=== To be done ===
Copy all the records below, requests included, and shift every bounding-box coordinate in the answers by -103. Leave the pictures out.

=== Data records ===
◆ ◆ ◆ ◆

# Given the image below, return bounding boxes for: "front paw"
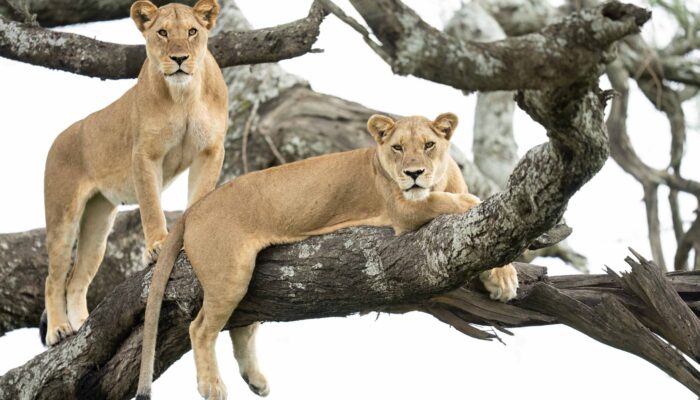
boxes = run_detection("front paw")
[46,322,74,346]
[197,377,228,400]
[480,264,518,303]
[143,237,165,265]
[241,371,270,397]
[459,193,481,212]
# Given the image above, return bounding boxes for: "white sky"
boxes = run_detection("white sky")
[0,0,700,399]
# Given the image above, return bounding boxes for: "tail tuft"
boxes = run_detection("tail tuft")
[39,309,49,347]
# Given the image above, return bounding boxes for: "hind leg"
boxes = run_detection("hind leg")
[45,187,87,346]
[228,322,270,397]
[66,193,117,332]
[186,249,256,400]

◆ ◆ ◆ ◆

=== Reply ===
# Given the image below, return bounding boxes for: "front paw"
boxes = run_detection("front paw")
[-57,219,-29,243]
[94,274,125,297]
[377,161,415,200]
[40,134,62,162]
[138,268,167,294]
[356,90,378,109]
# Given the image above, return bounding boxes for: "white sky"
boxes = run_detection("white sky")
[-103,-103,597,296]
# Given the image above, return bounding boxes for: "tail tuft"
boxes = run_detection("tail tuft")
[-64,206,-54,244]
# Given the image above, return bounding boxes for: "hind leg"
boxes = run_detection("hind leg")
[-58,84,-16,243]
[125,219,167,294]
[-37,90,14,229]
[83,146,153,297]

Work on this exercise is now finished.